┌──

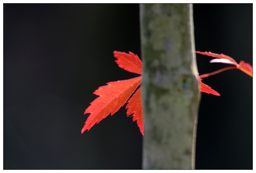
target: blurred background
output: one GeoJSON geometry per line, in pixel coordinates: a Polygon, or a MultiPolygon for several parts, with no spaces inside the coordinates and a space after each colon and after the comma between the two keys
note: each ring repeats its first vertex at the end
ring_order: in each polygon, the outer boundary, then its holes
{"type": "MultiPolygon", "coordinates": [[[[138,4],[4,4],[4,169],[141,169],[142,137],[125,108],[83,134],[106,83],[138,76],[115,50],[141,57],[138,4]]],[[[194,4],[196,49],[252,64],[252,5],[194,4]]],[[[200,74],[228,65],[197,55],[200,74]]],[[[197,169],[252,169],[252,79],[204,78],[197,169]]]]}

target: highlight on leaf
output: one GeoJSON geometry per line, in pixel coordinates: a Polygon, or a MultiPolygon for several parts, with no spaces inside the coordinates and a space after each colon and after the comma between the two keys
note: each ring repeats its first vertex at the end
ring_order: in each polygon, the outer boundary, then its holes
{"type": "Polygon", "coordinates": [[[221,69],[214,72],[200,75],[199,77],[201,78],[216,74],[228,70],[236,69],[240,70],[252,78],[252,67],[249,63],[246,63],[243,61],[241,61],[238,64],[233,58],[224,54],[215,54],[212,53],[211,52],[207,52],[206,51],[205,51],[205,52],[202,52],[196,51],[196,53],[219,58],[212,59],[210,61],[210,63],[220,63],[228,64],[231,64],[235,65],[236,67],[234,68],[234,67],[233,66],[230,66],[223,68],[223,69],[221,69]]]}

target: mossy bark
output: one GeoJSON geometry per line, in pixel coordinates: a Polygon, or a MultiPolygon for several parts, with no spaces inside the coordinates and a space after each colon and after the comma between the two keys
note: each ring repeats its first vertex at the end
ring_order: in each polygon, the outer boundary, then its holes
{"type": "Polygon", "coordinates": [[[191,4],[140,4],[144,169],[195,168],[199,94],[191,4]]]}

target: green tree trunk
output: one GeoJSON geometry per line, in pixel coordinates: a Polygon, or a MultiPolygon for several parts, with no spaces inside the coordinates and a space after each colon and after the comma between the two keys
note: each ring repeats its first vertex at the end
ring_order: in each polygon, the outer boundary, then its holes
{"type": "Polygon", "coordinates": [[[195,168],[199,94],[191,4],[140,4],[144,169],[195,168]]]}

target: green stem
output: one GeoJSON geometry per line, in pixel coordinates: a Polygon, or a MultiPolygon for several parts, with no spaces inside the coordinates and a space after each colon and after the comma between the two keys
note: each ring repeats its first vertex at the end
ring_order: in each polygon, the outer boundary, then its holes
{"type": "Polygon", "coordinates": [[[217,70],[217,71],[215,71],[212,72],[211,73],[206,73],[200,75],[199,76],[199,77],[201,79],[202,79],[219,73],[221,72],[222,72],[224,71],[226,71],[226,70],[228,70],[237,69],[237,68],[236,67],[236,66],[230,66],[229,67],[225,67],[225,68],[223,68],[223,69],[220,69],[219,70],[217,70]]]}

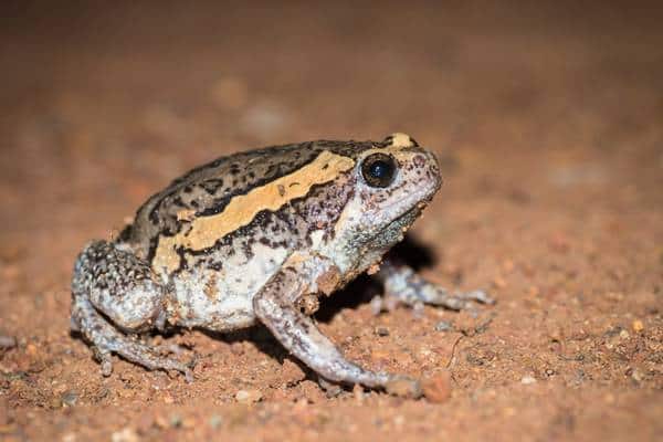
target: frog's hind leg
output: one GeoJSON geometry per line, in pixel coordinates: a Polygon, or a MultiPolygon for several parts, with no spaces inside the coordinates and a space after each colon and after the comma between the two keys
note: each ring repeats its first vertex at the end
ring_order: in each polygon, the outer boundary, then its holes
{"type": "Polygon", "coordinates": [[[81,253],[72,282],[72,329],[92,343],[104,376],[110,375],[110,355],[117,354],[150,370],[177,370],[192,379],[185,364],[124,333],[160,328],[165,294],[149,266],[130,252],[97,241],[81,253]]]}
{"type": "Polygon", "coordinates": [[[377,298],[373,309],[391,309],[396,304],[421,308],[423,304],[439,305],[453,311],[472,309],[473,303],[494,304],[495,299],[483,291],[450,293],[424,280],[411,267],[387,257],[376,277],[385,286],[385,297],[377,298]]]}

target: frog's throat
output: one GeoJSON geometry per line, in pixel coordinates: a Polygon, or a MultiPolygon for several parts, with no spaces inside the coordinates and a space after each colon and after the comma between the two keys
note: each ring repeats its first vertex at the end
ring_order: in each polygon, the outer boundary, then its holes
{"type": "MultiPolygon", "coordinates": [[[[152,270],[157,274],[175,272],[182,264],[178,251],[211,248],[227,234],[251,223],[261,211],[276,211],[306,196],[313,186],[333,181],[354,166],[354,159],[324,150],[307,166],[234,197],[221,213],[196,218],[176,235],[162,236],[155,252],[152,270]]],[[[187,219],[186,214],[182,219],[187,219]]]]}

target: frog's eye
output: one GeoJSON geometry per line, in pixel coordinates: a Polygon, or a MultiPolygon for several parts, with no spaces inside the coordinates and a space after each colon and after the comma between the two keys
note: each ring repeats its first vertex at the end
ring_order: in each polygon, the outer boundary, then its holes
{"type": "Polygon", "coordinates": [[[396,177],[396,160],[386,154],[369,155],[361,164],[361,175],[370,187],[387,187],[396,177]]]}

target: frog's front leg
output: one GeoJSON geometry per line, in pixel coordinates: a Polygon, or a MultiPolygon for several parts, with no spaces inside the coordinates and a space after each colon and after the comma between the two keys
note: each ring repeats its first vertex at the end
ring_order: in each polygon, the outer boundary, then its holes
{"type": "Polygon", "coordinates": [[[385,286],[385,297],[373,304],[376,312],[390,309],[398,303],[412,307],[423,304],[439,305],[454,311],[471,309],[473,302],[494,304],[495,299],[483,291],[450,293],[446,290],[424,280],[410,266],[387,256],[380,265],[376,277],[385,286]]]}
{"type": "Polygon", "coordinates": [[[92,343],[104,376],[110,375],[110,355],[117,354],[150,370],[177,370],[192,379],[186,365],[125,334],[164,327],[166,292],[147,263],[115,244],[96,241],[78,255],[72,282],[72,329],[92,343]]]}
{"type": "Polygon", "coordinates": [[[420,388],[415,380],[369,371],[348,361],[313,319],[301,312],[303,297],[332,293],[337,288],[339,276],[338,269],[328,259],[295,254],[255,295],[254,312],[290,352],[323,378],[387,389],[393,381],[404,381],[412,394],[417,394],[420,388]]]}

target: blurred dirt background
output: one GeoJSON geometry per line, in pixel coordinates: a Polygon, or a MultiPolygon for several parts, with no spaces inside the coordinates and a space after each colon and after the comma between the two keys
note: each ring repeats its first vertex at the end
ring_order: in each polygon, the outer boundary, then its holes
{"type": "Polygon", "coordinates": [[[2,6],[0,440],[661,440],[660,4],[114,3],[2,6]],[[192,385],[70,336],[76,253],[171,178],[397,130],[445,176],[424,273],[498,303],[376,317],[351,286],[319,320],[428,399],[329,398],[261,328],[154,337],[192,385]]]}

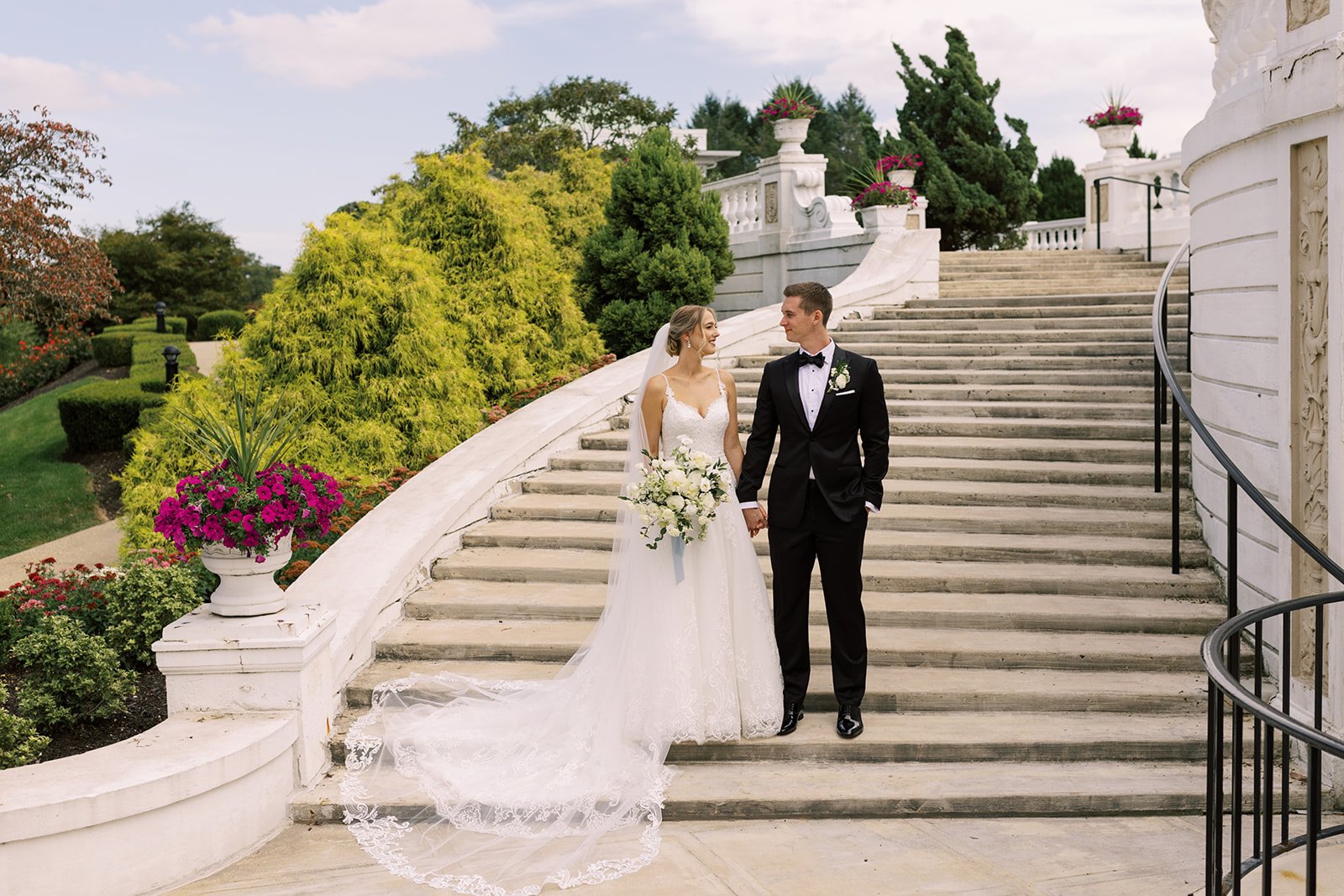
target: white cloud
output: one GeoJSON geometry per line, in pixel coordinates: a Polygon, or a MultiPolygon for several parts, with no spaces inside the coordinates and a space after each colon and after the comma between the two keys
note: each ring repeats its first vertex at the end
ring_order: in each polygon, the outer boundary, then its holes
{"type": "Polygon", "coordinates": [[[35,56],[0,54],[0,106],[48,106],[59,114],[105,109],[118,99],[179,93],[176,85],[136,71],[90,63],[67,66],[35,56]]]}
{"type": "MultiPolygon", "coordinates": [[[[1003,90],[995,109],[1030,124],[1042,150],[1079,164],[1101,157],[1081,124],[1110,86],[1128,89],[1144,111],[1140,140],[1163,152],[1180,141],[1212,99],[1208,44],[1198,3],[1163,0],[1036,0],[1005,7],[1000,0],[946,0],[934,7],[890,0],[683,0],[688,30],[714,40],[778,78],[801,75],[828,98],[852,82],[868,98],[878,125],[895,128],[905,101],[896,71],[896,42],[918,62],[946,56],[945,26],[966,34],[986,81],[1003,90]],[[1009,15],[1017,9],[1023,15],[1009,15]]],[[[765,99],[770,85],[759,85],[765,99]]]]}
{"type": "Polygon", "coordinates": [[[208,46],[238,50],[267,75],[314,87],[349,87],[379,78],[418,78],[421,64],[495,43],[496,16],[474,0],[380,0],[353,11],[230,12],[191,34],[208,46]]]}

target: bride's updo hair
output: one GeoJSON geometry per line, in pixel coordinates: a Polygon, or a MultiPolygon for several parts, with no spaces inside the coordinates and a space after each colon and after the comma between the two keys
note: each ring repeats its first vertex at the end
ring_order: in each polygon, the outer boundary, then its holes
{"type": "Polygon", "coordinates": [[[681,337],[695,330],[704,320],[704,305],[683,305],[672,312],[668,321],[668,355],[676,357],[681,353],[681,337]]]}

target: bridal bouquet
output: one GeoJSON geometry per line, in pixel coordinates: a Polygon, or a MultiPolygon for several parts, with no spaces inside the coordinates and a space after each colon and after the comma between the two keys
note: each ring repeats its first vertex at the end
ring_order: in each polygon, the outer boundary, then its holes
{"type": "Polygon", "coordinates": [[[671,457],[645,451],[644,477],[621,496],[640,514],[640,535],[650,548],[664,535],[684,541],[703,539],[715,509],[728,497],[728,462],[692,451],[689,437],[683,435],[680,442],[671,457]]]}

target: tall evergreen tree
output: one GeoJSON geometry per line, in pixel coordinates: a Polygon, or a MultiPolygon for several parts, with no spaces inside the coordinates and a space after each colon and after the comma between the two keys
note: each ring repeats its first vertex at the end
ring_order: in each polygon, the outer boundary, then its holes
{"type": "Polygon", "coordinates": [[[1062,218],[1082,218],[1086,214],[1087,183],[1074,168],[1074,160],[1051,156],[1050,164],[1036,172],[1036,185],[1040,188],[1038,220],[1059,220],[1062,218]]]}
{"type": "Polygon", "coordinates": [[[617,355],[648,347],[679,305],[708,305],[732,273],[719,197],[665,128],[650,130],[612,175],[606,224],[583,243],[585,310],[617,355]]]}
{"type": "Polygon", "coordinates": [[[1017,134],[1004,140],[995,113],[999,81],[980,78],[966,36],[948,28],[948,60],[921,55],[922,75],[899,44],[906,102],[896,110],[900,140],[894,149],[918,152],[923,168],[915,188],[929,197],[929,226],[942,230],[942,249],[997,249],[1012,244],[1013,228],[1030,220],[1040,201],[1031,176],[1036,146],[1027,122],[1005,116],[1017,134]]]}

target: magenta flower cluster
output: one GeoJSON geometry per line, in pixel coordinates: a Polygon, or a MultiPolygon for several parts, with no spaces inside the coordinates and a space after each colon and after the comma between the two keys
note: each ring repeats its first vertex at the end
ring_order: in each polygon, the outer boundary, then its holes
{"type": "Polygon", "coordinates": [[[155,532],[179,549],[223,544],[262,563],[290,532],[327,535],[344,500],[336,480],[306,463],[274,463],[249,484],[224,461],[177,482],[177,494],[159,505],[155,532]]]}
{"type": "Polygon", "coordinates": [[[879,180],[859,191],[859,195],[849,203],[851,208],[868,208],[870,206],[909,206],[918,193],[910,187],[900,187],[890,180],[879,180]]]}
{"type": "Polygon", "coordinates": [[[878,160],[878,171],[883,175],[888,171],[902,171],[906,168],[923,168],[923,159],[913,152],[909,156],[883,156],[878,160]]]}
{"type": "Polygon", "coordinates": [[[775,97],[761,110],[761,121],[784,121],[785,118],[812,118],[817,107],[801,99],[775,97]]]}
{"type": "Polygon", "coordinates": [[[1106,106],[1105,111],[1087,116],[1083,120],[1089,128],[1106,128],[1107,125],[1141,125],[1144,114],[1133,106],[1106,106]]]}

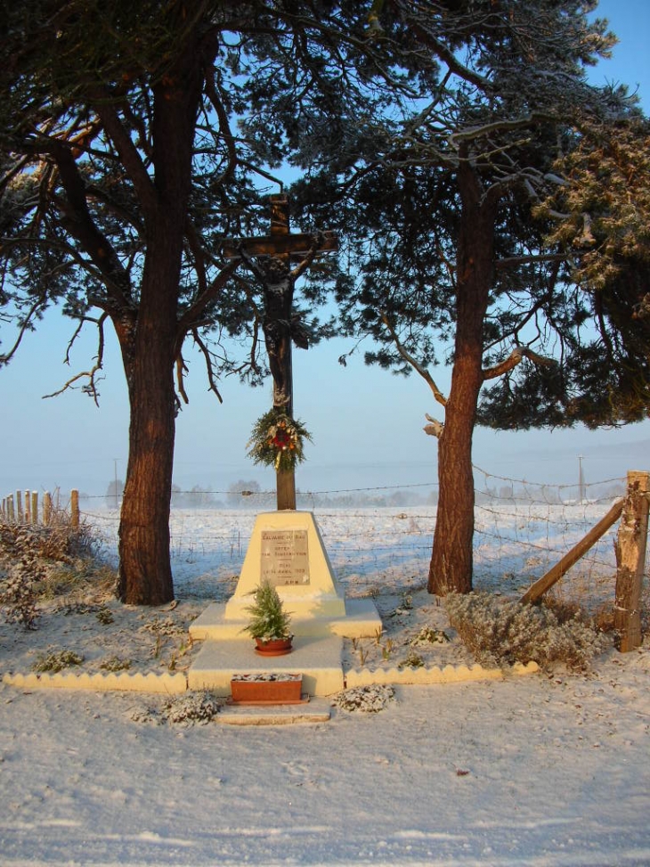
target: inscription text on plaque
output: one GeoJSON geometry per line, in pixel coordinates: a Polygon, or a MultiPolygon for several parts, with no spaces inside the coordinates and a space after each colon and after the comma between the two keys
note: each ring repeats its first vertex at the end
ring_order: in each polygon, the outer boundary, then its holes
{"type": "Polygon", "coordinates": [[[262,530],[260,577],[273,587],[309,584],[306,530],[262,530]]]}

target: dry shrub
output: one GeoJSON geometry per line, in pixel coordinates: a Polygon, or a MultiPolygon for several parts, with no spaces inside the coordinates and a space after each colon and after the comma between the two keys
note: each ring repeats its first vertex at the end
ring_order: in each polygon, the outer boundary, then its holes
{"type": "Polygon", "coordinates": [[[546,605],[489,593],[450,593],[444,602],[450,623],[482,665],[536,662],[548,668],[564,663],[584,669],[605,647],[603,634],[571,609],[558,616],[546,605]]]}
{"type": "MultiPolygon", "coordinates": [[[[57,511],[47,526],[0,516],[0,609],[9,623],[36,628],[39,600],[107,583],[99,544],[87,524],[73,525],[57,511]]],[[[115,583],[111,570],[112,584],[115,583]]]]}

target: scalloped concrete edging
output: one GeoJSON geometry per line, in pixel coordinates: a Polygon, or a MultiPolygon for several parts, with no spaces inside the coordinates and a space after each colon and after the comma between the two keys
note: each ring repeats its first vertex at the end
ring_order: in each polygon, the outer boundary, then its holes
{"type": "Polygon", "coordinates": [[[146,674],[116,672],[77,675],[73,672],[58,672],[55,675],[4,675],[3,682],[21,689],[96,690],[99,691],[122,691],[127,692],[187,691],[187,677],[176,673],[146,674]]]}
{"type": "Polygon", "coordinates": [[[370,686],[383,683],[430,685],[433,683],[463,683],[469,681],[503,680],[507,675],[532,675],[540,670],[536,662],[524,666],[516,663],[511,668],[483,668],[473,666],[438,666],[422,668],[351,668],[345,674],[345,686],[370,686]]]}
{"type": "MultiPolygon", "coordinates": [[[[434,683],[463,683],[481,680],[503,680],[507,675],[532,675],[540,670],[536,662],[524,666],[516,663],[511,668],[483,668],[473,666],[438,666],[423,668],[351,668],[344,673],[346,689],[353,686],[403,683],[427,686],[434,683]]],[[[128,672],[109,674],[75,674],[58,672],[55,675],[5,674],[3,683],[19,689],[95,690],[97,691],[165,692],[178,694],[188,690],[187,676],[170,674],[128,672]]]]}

└──

WHAT IS NEEDED: Copy, without changes, the part of the data that opens with the line containing "target: scalloped concrete edging" and closes with the last line of the data.

TASK RESPONSE:
target: scalloped concrete edging
output: one GeoJSON geometry per line, in pixel coordinates: a Polygon, or a MultiPolygon for several parts, with no spaces inside the coordinates and a space after each colon and after the comma between the two keys
note: each ring repeats its first vertex at the end
ring_order: in each polygon, the outer boundary, then its holes
{"type": "Polygon", "coordinates": [[[146,674],[116,672],[77,675],[73,672],[58,672],[55,675],[4,675],[3,682],[21,689],[96,690],[99,691],[122,691],[127,692],[187,691],[187,677],[176,673],[146,674]]]}
{"type": "Polygon", "coordinates": [[[370,686],[383,683],[430,685],[433,683],[463,683],[469,681],[503,680],[507,675],[532,675],[540,670],[536,662],[524,666],[516,663],[511,668],[483,668],[473,666],[438,666],[422,668],[351,668],[345,674],[345,686],[370,686]]]}
{"type": "MultiPolygon", "coordinates": [[[[434,683],[463,683],[481,680],[503,680],[507,675],[532,675],[540,670],[536,662],[524,666],[516,663],[511,668],[483,668],[473,666],[438,666],[423,668],[351,668],[344,673],[346,689],[353,686],[403,683],[427,686],[434,683]]],[[[128,672],[109,674],[75,674],[58,672],[55,675],[5,674],[3,683],[19,689],[95,690],[97,691],[165,692],[178,694],[188,690],[187,676],[170,674],[128,672]]]]}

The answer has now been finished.